-- Begin RECORDS FOR THIS EXERCISE --

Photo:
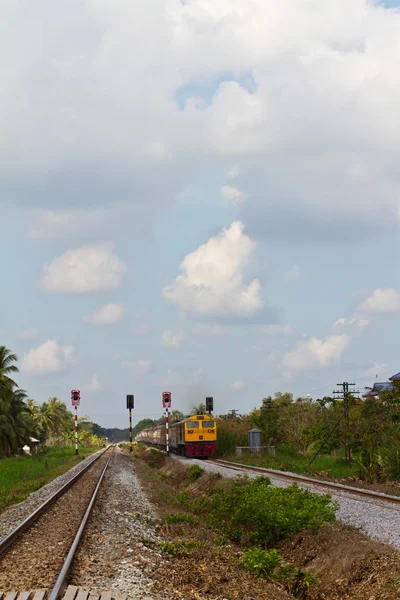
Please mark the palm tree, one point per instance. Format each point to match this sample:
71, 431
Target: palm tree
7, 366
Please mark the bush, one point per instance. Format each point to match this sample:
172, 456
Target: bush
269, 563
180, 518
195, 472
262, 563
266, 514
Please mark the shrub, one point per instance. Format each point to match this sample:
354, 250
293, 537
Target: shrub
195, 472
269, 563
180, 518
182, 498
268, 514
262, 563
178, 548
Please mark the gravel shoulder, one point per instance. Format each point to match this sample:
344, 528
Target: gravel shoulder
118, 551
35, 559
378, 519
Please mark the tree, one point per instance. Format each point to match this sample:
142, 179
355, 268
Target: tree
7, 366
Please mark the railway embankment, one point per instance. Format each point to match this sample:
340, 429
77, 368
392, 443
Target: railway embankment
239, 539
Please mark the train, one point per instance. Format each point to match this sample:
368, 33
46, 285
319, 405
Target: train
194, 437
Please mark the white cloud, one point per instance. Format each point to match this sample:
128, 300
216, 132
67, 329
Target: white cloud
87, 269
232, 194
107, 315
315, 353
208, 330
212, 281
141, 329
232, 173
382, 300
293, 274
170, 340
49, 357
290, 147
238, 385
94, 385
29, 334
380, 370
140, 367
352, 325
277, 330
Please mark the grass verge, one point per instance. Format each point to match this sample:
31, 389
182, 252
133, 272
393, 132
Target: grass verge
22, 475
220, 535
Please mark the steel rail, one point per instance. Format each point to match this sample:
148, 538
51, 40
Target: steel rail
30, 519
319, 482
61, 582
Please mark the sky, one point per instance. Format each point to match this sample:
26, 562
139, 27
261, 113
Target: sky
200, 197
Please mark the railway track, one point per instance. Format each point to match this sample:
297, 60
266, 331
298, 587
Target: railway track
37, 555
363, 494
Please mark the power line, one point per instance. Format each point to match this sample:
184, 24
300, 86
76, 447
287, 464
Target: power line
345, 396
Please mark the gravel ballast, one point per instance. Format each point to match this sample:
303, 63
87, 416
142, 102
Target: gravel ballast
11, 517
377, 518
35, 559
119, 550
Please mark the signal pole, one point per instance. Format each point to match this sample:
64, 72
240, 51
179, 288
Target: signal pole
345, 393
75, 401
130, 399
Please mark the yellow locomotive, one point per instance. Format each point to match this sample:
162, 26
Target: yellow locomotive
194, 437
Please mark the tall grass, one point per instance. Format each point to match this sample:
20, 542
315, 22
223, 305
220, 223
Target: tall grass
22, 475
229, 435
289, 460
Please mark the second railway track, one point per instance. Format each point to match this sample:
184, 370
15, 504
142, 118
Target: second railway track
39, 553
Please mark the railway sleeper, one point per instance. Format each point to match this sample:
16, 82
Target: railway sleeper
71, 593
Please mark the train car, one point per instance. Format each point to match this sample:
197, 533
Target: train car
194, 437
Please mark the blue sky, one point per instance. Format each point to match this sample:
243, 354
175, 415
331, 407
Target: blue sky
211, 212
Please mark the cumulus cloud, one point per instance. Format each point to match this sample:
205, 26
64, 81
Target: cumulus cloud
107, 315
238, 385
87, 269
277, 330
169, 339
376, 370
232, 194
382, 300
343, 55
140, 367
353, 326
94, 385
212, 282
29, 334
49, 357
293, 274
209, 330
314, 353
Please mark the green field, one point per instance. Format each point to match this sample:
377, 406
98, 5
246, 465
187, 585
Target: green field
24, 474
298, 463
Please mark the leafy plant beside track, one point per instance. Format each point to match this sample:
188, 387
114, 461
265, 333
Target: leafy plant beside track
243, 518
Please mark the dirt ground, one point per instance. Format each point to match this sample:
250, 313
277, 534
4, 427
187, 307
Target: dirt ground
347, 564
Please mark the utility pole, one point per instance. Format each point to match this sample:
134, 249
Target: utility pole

-- End RECORDS FOR THIS EXERCISE --

WHAT TO DO: Give again the lines from the line holding "Please mark the yellow" through the close of the listing, both included, exactly as written and with nothing else.

THE REPLY:
Please mark the yellow locomotive, one point per instance. Format each point to match this sample:
162, 26
Target: yellow locomotive
194, 437
Please mark the tall grass, one point per instance. Format each point to match this sample:
20, 542
315, 22
223, 305
220, 223
Target: tall grass
22, 475
229, 435
289, 460
Please mark the second railway track, one point per instance. Format each point to match this sample:
184, 370
15, 504
142, 118
Target: second railway track
39, 553
Please mark the railway sleeper, one point per instance. Format each point to match this sample:
16, 82
Target: railway sleeper
71, 593
Please mark the train car, one point per instance. Format each point to match this sample:
197, 533
Target: train car
194, 437
Please mark the blue sky, one point per instance. Format each point to match this sample:
243, 354
175, 415
331, 407
Target: blue sky
211, 212
Please mark the cumulus cloud, one point per instance. Format each point to match this sample:
205, 26
64, 81
Target: cumulus cloud
107, 315
238, 385
87, 269
277, 330
169, 339
376, 370
232, 194
382, 300
343, 55
140, 367
353, 326
94, 385
212, 282
29, 334
49, 357
293, 274
209, 330
314, 353
Please mark the green field, one point per instance. Format each point to match this sample:
377, 406
98, 5
246, 465
187, 585
Target: green field
24, 474
298, 463
Please mark the leafy plant beside track, one point per instance. Format each point to match this sample:
188, 387
114, 461
265, 333
Target: leafy plant beside track
243, 518
Please mark the dirt ground, one point per instance. Format each point to match this sample:
250, 313
277, 534
4, 427
187, 307
Target: dirt ground
347, 564
Please mark the utility pole, one point per instance. Format each point to match this sample:
134, 249
Target: utility pole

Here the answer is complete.